#### [THINGS TO DO]
A. Print the stretch of the Tenzin Palmo excerpt from "Page 43 - meeting" through "it happens rarely.".
B. Answer these questions from the Tenzin Palmo excerpt:
(i) What did Tenzin Palmo always do with the voice, whatever her head was telling her?
(ii) At that time, how did everyone react to a Westerner who showed interest in the dharma?
(iii) About how much older than Tenzin Palmo was the man she saw?

#### [SELECTED EXTRACT]
Throughout Tenzin Palmo's story, this same voice was to make itself heard again and again at strategic points, guiding her, warning her, steering her in the right direction. She always heeded it, regardless of what her head might be telling her. 'Actually it's been pretty hard to ignore - it has made itself fairly strong at times.'

Page 39 -

'It was a wonderful period. At that time, if you were a Westerner who showed interest in the dharma, everyone was amazed and delighted and all the doors were open.'

Page 43 - meeting Khamtrul Rinpoche -

She saw a tall, large man about ten years older than herself, with a strong, round face, almost stern in expression and a strange knob on the top of his head. It was similar to that depicted on effigies of the Buddha. 'The feeling was two things at the same time. One was seeing someone you knew extremely well whom you haven't seen for a very long time. A feeling of "Oh how nice to see you again!" And at the same time it was as though an innermost part of my being had taken form in front of me.' Such is the meeting with a true guru - it happens rarely.

[Collected data entries]
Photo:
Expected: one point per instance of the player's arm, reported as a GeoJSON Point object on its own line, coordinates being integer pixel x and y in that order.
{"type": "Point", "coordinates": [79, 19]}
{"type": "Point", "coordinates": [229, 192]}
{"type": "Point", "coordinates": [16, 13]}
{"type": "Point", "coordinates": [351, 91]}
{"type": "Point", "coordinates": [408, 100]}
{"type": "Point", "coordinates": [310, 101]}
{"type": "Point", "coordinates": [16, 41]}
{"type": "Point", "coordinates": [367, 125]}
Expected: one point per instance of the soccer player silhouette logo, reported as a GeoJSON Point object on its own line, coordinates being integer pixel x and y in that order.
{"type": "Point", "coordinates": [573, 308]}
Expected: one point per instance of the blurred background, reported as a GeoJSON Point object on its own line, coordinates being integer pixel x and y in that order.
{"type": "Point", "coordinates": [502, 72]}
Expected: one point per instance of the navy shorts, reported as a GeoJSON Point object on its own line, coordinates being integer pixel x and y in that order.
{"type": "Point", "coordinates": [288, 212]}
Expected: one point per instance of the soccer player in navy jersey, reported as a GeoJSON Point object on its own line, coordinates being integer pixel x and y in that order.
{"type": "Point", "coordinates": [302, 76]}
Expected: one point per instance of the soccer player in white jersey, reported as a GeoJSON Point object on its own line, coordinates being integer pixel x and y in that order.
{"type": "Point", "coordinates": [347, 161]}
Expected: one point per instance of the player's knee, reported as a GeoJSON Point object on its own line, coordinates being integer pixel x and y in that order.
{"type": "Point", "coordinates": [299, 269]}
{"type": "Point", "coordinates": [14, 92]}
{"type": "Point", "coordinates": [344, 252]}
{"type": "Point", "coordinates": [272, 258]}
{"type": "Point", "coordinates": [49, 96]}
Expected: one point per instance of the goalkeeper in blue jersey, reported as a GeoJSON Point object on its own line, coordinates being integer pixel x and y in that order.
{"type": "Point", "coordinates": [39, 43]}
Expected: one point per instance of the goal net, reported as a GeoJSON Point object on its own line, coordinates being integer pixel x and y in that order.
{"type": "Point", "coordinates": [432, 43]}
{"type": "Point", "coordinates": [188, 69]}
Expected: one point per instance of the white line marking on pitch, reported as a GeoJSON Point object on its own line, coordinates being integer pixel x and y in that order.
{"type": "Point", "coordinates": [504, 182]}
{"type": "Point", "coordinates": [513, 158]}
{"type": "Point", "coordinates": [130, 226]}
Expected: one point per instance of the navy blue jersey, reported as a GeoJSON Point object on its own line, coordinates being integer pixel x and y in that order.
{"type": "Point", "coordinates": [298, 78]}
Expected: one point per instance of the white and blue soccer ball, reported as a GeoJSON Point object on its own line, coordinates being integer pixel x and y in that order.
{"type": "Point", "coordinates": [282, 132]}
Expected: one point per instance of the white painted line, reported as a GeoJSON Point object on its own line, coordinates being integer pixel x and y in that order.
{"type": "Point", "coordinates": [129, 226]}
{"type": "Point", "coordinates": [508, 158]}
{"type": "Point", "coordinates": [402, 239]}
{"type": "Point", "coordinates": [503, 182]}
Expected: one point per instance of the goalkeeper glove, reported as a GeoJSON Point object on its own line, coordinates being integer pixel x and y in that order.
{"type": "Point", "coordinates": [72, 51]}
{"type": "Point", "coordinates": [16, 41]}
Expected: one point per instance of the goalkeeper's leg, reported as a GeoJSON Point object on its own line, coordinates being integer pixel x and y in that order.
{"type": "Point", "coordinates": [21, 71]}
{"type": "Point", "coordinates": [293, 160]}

#### [RESPONSES FOR EACH TASK]
A.
Page 43 - meeting Khamtrul Rinpoche -

She saw a tall, large man about ten years older than herself, with a strong, round face, almost stern in expression and a strange knob on the top of his head. It was similar to that depicted on effigies of the Buddha. 'The feeling was two things at the same time. One was seeing someone you knew extremely well whom you haven't seen for a very long time. A feeling of "Oh how nice to see you again!" And at the same time it was as though an innermost part of my being had taken form in front of me.' Such is the meeting with a true guru - it happens rarely.

B.
(i) She always heeded it.
(ii) Everyone was amazed and delighted, and all the doors were open.
(iii) About ten years older.